> Exercises to complete:
1. Rewrite more briefly the paragraph in the i915 patch thread that begins "We are using the i915_request.lock", keeping its main facts.
2. Write what comes next in the i915 patch thread, picking up after its final line.

> Text section:
------------------------------------------------------------

Re: [PATCH 1/2] drm/i915: Remove i915_request.lock requirement for execution callbacks

[Date Prev][Date Next][Thread Prev][Thread Next][Date Index][Thread Index]

 




On 15/07/2020 13:48, Chris Wilson wrote:
Quoting Tvrtko Ursulin (2020-07-15 13:39:56)

On 14/07/2020 10:47, Chris Wilson wrote:
We are using the i915_request.lock to serialise adding an execution
callback with __i915_request_submit. However, if we use an atomic
llist_add to serialise multiple waiters and then check to see if the
request is already executing, we can remove the irq-spinlock.

Fixes: 1d9221e9d395 ("drm/i915: Skip signaling a signaled request")
Signed-off-by: Chris Wilson <chris@xxxxxxxxxxxxxxxxxx>
Cc: Tvrtko Ursulin <tvrtko.ursulin@xxxxxxxxx>
---
   drivers/gpu/drm/i915/i915_request.c | 38 +++++++----------------------
   1 file changed, 9 insertions(+), 29 deletions(-)

diff --git a/drivers/gpu/drm/i915/i915_request.c b/drivers/gpu/drm/i915/i915_request.c
index 0b2fe55e6194..c59315def07d 100644
--- a/drivers/gpu/drm/i915/i915_request.c
+++ b/drivers/gpu/drm/i915/i915_request.c
@@ -190,13 +190,11 @@ static void __notify_execute_cb(struct i915_request *rq)
   {
       struct execute_cb *cb, *cn;
- lockdep_assert_held(&rq->lock);
-
-     GEM_BUG_ON(!i915_request_is_active(rq));
       if (llist_empty(&rq->execute_cb))
               return;
- llist_for_each_entry_safe(cb, cn, rq->execute_cb.first, work.llnode)
+     llist_for_each_entry_safe(cb, cn,
+                               llist_del_all(&rq->execute_cb), work.llnode)
               irq_work_queue(&cb->work);
/*
@@ -209,7 +207,6 @@ static void __notify_execute_cb(struct i915_request *rq)
        * preempt-to-idle cycle on the target engine, all the while the
        * master execute_cb may refire.

------------------------------------------------------------

> Dataset rows:
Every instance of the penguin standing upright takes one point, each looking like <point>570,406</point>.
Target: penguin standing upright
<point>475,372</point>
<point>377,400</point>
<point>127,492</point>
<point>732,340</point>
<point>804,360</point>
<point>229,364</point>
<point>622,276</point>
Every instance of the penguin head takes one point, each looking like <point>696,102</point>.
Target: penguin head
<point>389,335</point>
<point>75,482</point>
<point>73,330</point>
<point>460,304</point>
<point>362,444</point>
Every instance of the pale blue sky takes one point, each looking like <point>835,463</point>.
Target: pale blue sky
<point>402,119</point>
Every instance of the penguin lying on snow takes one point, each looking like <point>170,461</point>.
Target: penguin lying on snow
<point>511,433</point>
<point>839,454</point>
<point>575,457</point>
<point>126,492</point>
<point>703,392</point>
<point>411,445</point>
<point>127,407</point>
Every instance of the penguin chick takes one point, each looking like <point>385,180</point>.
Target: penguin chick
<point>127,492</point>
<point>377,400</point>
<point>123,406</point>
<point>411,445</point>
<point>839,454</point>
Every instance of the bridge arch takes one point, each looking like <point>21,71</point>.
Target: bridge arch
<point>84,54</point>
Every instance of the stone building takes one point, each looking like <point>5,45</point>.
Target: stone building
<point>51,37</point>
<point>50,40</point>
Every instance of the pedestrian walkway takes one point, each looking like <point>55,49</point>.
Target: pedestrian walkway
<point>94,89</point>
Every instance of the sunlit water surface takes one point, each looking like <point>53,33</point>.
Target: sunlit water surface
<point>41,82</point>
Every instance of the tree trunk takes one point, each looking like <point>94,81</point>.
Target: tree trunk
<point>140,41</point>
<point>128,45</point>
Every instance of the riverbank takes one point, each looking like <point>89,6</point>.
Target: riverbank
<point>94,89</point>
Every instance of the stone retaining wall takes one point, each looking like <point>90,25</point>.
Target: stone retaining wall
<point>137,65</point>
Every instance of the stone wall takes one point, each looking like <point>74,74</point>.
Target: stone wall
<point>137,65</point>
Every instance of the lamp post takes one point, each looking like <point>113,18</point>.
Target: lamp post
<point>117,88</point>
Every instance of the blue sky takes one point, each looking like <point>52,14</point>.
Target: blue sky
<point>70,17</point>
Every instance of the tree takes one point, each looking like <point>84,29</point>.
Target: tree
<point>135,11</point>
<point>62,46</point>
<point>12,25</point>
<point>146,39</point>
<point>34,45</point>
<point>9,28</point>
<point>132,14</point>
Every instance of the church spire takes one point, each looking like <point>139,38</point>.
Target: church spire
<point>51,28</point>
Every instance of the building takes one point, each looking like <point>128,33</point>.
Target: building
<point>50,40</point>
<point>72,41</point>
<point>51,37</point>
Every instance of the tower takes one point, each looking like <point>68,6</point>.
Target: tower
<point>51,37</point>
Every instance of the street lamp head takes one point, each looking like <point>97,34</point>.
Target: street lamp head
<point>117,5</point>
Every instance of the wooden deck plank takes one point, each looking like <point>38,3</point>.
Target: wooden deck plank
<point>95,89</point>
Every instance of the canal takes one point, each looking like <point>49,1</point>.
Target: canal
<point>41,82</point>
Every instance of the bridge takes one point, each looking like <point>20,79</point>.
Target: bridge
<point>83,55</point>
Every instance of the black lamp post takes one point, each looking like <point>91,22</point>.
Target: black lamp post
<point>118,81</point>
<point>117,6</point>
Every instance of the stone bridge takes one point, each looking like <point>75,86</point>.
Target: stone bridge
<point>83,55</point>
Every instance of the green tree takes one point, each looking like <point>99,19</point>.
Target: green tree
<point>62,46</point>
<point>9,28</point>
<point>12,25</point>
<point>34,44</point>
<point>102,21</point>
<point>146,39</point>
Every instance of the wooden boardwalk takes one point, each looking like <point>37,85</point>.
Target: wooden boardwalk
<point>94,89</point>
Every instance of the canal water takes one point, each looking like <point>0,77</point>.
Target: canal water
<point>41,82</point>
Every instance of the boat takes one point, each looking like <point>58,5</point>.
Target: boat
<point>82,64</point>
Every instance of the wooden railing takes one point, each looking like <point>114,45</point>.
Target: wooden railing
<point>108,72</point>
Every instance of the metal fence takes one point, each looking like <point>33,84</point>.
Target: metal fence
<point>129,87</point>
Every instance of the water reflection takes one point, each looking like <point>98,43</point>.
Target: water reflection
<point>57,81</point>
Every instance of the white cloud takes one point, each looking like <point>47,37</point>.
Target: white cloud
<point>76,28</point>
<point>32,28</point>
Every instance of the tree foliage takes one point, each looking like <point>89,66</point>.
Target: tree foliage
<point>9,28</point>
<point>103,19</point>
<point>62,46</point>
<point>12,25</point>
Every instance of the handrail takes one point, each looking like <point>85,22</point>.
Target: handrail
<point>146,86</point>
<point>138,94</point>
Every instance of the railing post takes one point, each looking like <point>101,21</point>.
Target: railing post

------------------------------------------------------------

> In response:
1. Adding an execution callback is currently serialized with __i915_request_submit by i915_request.lock. The irq-spinlock can be removed by serializing multiple waiters with an atomic llist_add and then checking whether the request is already executing.

2.
        */
-     init_llist_head(&rq->execute_cb);
   }
static inline void
@@ -276,6 +273,7 @@ static void remove_from_engine(struct i915_request *rq)
       list_del_init(&rq->sched.link);
       clear_bit(I915_FENCE_FLAG_PQUEUE, &rq->fence.flags);
       clear_bit(I915_FENCE_FLAG_HOLD, &rq->fence.flags);
+     set_bit(I915_FENCE_FLAG_ACTIVE, &rq->fence.flags);
       spin_unlock_irq(&locked->active.lock);
   }
@@ -323,12 +321,8 @@ bool i915_request_retire(struct i915_request *rq)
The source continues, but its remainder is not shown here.